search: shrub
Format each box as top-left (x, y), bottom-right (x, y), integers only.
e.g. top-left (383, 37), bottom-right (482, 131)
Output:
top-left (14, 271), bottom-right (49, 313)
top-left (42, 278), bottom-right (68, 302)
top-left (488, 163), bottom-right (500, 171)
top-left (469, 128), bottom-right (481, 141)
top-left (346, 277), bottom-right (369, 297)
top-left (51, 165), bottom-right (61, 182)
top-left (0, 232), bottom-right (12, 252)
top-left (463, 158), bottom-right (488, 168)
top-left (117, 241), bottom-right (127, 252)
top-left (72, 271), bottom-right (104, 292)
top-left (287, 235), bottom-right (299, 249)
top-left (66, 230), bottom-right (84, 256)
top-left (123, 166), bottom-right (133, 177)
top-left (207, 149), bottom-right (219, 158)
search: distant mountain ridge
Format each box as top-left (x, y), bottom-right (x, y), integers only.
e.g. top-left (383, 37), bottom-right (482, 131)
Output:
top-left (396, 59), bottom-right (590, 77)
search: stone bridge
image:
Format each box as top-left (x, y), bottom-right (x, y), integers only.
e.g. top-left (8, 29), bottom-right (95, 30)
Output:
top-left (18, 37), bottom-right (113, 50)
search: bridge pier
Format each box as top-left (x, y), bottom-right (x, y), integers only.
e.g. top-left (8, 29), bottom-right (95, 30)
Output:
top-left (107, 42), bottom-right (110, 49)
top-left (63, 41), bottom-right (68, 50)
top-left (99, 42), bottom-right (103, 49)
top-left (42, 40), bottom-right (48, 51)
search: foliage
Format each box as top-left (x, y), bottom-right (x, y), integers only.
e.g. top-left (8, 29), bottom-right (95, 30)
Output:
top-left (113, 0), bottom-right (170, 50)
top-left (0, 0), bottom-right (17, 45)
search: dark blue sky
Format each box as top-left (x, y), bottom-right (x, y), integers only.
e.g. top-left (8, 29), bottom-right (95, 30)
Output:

Задание:
Перепиши все строки выше как JSON-массив: каждая строка идёт отдельным значением в кавычках, пустые строки пропусти.

Ответ:
[
  "search: shrub",
  "Format each box as top-left (x, y), bottom-right (x, y), integers only.",
  "e.g. top-left (383, 37), bottom-right (482, 131)",
  "Output:",
  "top-left (14, 271), bottom-right (49, 313)",
  "top-left (42, 278), bottom-right (68, 302)",
  "top-left (488, 163), bottom-right (500, 171)",
  "top-left (469, 128), bottom-right (481, 141)",
  "top-left (346, 277), bottom-right (369, 297)",
  "top-left (51, 165), bottom-right (61, 182)",
  "top-left (0, 232), bottom-right (12, 252)",
  "top-left (463, 158), bottom-right (488, 168)",
  "top-left (117, 241), bottom-right (127, 252)",
  "top-left (72, 271), bottom-right (104, 292)",
  "top-left (287, 235), bottom-right (299, 249)",
  "top-left (66, 230), bottom-right (84, 256)",
  "top-left (123, 166), bottom-right (133, 177)",
  "top-left (207, 149), bottom-right (219, 158)",
  "search: distant mountain ridge",
  "Format each box as top-left (x, y), bottom-right (x, y), integers only.",
  "e.g. top-left (383, 37), bottom-right (482, 131)",
  "Output:",
  "top-left (396, 59), bottom-right (590, 77)",
  "search: stone bridge",
  "image:",
  "Format each box as top-left (x, y), bottom-right (x, y), integers only.",
  "e.g. top-left (8, 29), bottom-right (95, 30)",
  "Output:",
  "top-left (18, 37), bottom-right (113, 50)",
  "search: bridge pier",
  "Format each box as top-left (x, y), bottom-right (x, y), integers only.",
  "e.g. top-left (8, 29), bottom-right (95, 30)",
  "Output:",
  "top-left (107, 42), bottom-right (110, 49)",
  "top-left (63, 41), bottom-right (68, 50)",
  "top-left (99, 42), bottom-right (103, 49)",
  "top-left (42, 40), bottom-right (48, 51)",
  "search: foliage",
  "Format each box as top-left (x, y), bottom-right (x, y), integers only.",
  "e.g. top-left (8, 29), bottom-right (95, 30)",
  "Output:",
  "top-left (113, 0), bottom-right (170, 50)",
  "top-left (0, 0), bottom-right (17, 45)",
  "search: dark blue sky",
  "Format each box as top-left (x, y), bottom-right (x, y), integers only.",
  "e.g. top-left (8, 29), bottom-right (95, 30)",
  "Output:"
]